> [Excerpted data]
========================
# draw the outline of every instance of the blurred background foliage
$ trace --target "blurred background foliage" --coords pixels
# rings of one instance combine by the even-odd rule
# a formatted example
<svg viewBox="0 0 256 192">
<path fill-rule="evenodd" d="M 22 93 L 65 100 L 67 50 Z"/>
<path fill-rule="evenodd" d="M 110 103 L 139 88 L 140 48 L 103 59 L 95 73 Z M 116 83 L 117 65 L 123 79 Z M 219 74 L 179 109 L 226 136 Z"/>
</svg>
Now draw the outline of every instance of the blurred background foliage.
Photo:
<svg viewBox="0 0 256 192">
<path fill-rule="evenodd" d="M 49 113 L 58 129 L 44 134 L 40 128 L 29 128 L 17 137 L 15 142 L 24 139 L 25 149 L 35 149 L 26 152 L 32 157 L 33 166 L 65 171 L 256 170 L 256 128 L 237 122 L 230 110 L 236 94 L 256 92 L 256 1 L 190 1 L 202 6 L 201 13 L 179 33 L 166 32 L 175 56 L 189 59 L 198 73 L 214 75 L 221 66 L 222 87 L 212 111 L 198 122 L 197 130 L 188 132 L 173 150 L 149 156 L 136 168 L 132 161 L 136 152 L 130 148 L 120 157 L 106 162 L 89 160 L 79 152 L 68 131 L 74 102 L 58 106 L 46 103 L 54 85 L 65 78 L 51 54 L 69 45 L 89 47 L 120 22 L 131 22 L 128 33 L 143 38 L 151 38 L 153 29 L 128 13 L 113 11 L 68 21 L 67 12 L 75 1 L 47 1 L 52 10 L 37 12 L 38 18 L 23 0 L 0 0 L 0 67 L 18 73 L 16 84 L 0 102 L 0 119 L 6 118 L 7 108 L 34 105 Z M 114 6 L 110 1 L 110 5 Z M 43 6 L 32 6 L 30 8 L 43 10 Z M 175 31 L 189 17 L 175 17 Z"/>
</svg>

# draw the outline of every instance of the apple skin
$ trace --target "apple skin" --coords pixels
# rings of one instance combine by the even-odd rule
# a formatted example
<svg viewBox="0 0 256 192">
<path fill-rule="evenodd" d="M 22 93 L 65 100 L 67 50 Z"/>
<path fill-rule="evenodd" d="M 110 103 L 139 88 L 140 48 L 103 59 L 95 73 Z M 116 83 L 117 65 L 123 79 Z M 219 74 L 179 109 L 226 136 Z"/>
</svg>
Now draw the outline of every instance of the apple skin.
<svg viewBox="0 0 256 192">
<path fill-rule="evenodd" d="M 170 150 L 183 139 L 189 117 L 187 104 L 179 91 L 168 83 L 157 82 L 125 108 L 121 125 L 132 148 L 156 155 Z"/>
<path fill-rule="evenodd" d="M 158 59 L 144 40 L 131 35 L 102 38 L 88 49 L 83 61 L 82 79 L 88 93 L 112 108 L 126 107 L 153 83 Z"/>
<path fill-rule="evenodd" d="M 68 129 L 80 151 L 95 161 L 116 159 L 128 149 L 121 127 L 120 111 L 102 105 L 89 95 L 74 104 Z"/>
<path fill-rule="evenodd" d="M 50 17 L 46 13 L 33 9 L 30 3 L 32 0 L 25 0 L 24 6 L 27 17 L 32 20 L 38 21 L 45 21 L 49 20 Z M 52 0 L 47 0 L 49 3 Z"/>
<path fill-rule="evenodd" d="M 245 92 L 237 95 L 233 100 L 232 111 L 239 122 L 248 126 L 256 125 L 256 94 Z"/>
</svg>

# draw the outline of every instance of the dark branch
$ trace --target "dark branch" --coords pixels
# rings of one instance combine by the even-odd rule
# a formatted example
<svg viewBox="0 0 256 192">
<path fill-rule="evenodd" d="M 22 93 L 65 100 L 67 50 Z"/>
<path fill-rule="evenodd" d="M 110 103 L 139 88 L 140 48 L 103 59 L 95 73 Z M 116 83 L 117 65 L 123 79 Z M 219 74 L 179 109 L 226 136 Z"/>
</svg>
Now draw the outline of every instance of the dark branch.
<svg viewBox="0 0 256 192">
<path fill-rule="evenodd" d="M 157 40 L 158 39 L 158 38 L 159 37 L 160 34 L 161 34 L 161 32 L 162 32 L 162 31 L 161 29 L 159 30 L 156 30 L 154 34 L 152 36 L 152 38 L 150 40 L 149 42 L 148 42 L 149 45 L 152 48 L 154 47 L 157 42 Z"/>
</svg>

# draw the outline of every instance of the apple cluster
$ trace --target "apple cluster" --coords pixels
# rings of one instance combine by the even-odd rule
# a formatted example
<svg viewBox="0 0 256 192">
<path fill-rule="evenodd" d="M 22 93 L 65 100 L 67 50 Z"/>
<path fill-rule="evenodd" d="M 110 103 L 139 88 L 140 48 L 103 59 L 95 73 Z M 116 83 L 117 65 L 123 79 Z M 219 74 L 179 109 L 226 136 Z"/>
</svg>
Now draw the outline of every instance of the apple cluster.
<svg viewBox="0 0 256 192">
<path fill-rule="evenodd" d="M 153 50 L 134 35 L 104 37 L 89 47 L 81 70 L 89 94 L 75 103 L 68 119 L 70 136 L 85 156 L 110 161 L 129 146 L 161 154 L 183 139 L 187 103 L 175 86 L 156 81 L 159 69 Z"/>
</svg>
========================
> [Stated exercise] Rewrite all the records above as a Markdown table with two columns, Row and Line. Each non-blank line gets its own row, numbered in order, and blank lines are left out.

> [Correct output]
| Row | Line |
|---|---|
| 1 | # draw the outline of every instance of the blurred background foliage |
| 2 | $ trace --target "blurred background foliage" --coords pixels |
| 3 | # rings of one instance combine by the even-odd rule |
| 4 | # a formatted example |
| 5 | <svg viewBox="0 0 256 192"> |
| 6 | <path fill-rule="evenodd" d="M 22 93 L 65 100 L 67 50 Z"/> |
| 7 | <path fill-rule="evenodd" d="M 110 103 L 139 88 L 140 48 L 103 59 L 95 73 Z M 116 83 L 117 65 L 123 79 Z M 219 74 L 179 109 L 226 136 Z"/> |
| 8 | </svg> |
| 9 | Now draw the outline of every instance of the blurred background foliage. |
| 10 | Photo: |
| 11 | <svg viewBox="0 0 256 192"> |
| 12 | <path fill-rule="evenodd" d="M 49 113 L 58 129 L 44 134 L 40 128 L 29 128 L 17 137 L 15 142 L 24 139 L 25 149 L 35 149 L 26 152 L 32 157 L 33 166 L 65 171 L 256 170 L 256 128 L 237 122 L 230 110 L 236 94 L 256 92 L 256 1 L 190 1 L 202 6 L 201 13 L 179 33 L 166 32 L 175 56 L 189 59 L 198 73 L 214 75 L 221 66 L 222 87 L 212 111 L 198 122 L 197 130 L 188 132 L 173 150 L 149 156 L 136 168 L 132 161 L 136 152 L 130 148 L 120 157 L 106 162 L 89 160 L 79 152 L 68 131 L 74 102 L 58 106 L 46 103 L 54 85 L 65 78 L 51 54 L 69 45 L 89 47 L 120 22 L 131 22 L 128 33 L 143 38 L 151 38 L 153 29 L 128 13 L 113 11 L 68 21 L 67 12 L 75 1 L 47 1 L 52 10 L 37 12 L 38 18 L 23 0 L 0 0 L 0 67 L 18 73 L 16 84 L 0 102 L 0 119 L 6 118 L 7 108 L 34 105 Z M 114 6 L 110 1 L 110 5 Z M 43 6 L 32 6 L 30 8 L 43 10 Z M 175 31 L 189 17 L 175 17 Z"/> |
| 13 | </svg> |
| 14 | # draw the outline of every instance of the apple skin |
| 15 | $ trace --target "apple skin" --coords pixels |
| 16 | # rings of one instance combine by the even-odd rule |
| 17 | # a formatted example |
| 18 | <svg viewBox="0 0 256 192"> |
| 19 | <path fill-rule="evenodd" d="M 22 93 L 65 100 L 67 50 Z"/> |
| 20 | <path fill-rule="evenodd" d="M 110 103 L 139 88 L 140 48 L 103 59 L 95 73 Z M 116 83 L 117 65 L 123 79 Z M 219 74 L 179 109 L 226 136 Z"/> |
| 21 | </svg> |
| 22 | Now draw the outline of every instance of the apple skin. |
| 23 | <svg viewBox="0 0 256 192"> |
| 24 | <path fill-rule="evenodd" d="M 170 150 L 183 139 L 189 117 L 187 104 L 179 91 L 168 83 L 157 82 L 125 108 L 121 125 L 132 148 L 156 155 Z"/> |
| 25 | <path fill-rule="evenodd" d="M 158 59 L 144 40 L 131 35 L 102 38 L 88 49 L 83 61 L 82 79 L 88 93 L 112 108 L 126 107 L 153 83 Z"/> |
| 26 | <path fill-rule="evenodd" d="M 68 129 L 80 151 L 95 161 L 116 159 L 128 149 L 121 127 L 120 111 L 102 105 L 89 95 L 74 104 Z"/> |
| 27 | <path fill-rule="evenodd" d="M 50 17 L 46 13 L 33 9 L 30 3 L 32 0 L 25 0 L 24 6 L 27 17 L 32 20 L 38 21 L 45 21 L 49 20 Z M 52 0 L 47 0 L 49 3 Z"/> |
| 28 | <path fill-rule="evenodd" d="M 245 92 L 237 95 L 233 100 L 232 111 L 239 122 L 248 126 L 256 125 L 256 94 Z"/> |
| 29 | </svg> |
| 30 | # draw the outline of every instance of the dark branch |
| 31 | $ trace --target "dark branch" --coords pixels |
| 32 | # rings of one instance combine by the even-odd rule |
| 33 | # a formatted example |
| 34 | <svg viewBox="0 0 256 192"> |
| 35 | <path fill-rule="evenodd" d="M 22 93 L 65 100 L 67 50 Z"/> |
| 36 | <path fill-rule="evenodd" d="M 110 103 L 139 88 L 140 48 L 103 59 L 95 73 Z M 116 83 L 117 65 L 123 79 Z M 219 74 L 179 109 L 226 136 Z"/> |
| 37 | </svg> |
| 38 | Now draw the outline of every instance of the dark branch. |
| 39 | <svg viewBox="0 0 256 192"> |
| 40 | <path fill-rule="evenodd" d="M 157 40 L 158 39 L 158 38 L 159 37 L 160 34 L 161 34 L 161 32 L 162 32 L 162 31 L 161 29 L 159 30 L 156 30 L 154 34 L 152 36 L 152 38 L 150 40 L 149 42 L 148 42 L 149 45 L 152 48 L 154 47 L 157 42 Z"/> |
| 41 | </svg> |
| 42 | # draw the outline of every instance of the apple cluster |
| 43 | $ trace --target "apple cluster" --coords pixels |
| 44 | # rings of one instance combine by the even-odd rule |
| 45 | # a formatted example |
| 46 | <svg viewBox="0 0 256 192"> |
| 47 | <path fill-rule="evenodd" d="M 22 93 L 65 100 L 67 50 Z"/> |
| 48 | <path fill-rule="evenodd" d="M 110 103 L 139 88 L 140 48 L 103 59 L 95 73 Z M 116 83 L 117 65 L 123 79 Z M 219 74 L 179 109 L 226 136 Z"/> |
| 49 | </svg> |
| 50 | Now draw the outline of every instance of the apple cluster. |
| 51 | <svg viewBox="0 0 256 192"> |
| 52 | <path fill-rule="evenodd" d="M 153 50 L 134 35 L 104 37 L 89 47 L 81 70 L 89 94 L 75 103 L 68 119 L 70 136 L 85 156 L 110 161 L 129 146 L 161 154 L 183 139 L 187 103 L 175 86 L 156 81 L 159 69 Z"/> |
| 53 | </svg> |